>> Start PROVIDED ENTRIES
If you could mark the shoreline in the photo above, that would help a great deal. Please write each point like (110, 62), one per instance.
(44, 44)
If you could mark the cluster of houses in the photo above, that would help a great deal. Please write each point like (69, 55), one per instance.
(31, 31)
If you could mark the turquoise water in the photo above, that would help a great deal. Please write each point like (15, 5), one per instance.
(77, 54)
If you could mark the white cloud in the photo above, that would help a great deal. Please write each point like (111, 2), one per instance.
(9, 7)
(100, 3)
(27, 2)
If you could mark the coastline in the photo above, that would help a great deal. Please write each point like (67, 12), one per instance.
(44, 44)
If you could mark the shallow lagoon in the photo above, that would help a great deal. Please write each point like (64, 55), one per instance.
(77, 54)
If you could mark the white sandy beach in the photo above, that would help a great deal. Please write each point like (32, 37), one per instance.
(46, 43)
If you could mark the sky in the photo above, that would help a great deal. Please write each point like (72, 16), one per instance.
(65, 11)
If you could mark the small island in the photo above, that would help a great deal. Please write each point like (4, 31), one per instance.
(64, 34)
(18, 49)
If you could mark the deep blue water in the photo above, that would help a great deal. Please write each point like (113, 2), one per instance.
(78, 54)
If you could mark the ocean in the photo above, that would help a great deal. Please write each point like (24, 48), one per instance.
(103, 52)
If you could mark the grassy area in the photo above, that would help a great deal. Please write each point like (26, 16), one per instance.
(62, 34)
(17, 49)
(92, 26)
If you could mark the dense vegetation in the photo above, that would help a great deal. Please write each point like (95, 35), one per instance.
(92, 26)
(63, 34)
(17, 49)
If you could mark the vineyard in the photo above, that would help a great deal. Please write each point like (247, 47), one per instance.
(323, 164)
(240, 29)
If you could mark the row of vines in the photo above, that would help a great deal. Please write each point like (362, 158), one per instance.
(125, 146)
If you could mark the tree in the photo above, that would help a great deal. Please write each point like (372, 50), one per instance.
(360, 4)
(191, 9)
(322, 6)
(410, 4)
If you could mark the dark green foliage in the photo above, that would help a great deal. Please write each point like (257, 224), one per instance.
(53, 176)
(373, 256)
>> End PROVIDED ENTRIES
*EXERCISE*:
Exactly as written, please output every entry.

*RESPONSE TO THIS TASK*:
If you could mark the shoreline in the photo above, that would help a great deal. Please write each point like (110, 62), one per instance.
(44, 44)
If you could mark the cluster of houses in the photo above, that would help a great deal. Please write each point like (69, 55), one per instance.
(31, 31)
If you could mark the turquoise water in the photo above, that would help a great deal. Please write each point like (15, 5), one per instance.
(77, 54)
If you could mark the white cloud in the photo above, that would help a great deal. Please write each point like (111, 2), one per instance.
(9, 7)
(100, 3)
(27, 2)
If you could mark the coastline in the photo above, that would help a great deal. Please write each point like (67, 12), one per instance.
(44, 44)
If you could mark the shallow lagoon in the photo above, that would help a great deal. Please write each point like (64, 55), one per instance.
(77, 54)
If you could mark the white sandy beach in the photo above, that would help a great deal. Please write each point like (32, 37), one per instance.
(46, 43)
If you could mark the sky in the photo above, that would help a great deal. Please write each point like (72, 16), one per instance.
(65, 11)
If you could mark the small island in the photo above, that would help a great deal. Please write each point like (4, 31), one per instance.
(64, 34)
(18, 49)
If you could mark the deep blue water in the photo above, that would help a great deal. Please write each point like (113, 2), one per instance.
(78, 54)
If you could mark the ocean in the photo above, that would help a great deal. Please write each point like (24, 48), one per instance.
(103, 52)
If you could mark the grassy area in the photo above, that would help a great deal. Please write each point like (26, 16), one per instance.
(62, 34)
(17, 49)
(92, 26)
If you could mark the dense vegetation in the photo above, that would help a great deal. Please write each point like (95, 35), one per instance.
(92, 26)
(63, 34)
(17, 49)
If you could mark the vineyard in the photo above, that would help a great deal. Please write each point like (247, 47), one per instance.
(323, 164)
(240, 29)
If you could mark the row of vines in the photo above, that would help a great deal. Please write each point like (362, 158), one per instance.
(125, 146)
If you could mark the tree in the photo above, that would help a great deal. Please write each point like (372, 50), one per instance.
(360, 4)
(191, 9)
(322, 6)
(410, 4)
If you could mark the dark green foliage in the photo above, that would help a great deal. Please write each point like (257, 224), one per instance.
(53, 176)
(373, 256)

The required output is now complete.